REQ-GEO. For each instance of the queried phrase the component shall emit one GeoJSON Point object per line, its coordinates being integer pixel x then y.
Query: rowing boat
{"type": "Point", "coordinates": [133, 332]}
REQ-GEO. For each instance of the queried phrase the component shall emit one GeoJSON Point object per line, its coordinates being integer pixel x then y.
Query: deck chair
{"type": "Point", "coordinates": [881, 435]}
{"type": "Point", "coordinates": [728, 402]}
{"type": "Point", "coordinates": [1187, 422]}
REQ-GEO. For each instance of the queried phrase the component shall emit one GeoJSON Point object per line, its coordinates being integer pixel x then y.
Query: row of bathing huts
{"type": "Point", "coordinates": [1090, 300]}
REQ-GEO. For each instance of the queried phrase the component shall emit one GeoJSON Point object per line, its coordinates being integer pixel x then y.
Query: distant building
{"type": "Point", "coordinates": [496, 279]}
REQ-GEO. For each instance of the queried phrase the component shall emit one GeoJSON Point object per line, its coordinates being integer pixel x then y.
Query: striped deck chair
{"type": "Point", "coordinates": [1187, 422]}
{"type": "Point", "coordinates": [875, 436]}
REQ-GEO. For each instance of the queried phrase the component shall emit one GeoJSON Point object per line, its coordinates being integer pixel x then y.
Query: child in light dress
★ ★ ★ ★ ★
▸ WORK TO BE COMPLETED:
Give back the entire listing exactly as it was written.

▸ PROBLEM SOLUTION:
REQ-GEO. For each instance of the queried phrase the component shall emit one GeoJSON Point object per line, its coordinates being integer pixel x then y.
Query: rowing boat
{"type": "Point", "coordinates": [133, 332]}
REQ-GEO. For each instance of the queried phrase the component shall emit one GeoJSON Point object per line, its coordinates being integer pixel x then y.
Query: deck chair
{"type": "Point", "coordinates": [881, 435]}
{"type": "Point", "coordinates": [728, 402]}
{"type": "Point", "coordinates": [1187, 422]}
REQ-GEO. For each instance of the queried phrase the component shall emit one GeoJSON Point object per line, its coordinates being integer pixel x then y.
Query: row of bathing huts
{"type": "Point", "coordinates": [1090, 300]}
REQ-GEO. For each instance of the queried phrase the component shall emit one GeoJSON Point object per line, its coordinates being integer pixel x then y.
Query: distant building
{"type": "Point", "coordinates": [496, 279]}
REQ-GEO. For each instance of the queried phrase the component shall emit one GeoJSON Point object per line, its coordinates being integer pixel x then y.
Query: striped deck chair
{"type": "Point", "coordinates": [1187, 422]}
{"type": "Point", "coordinates": [875, 436]}
REQ-GEO. For each instance of the queried phrase the component shall emit one GeoJSON Point object per line, its coordinates being integer pixel x then y.
Query: child in light dress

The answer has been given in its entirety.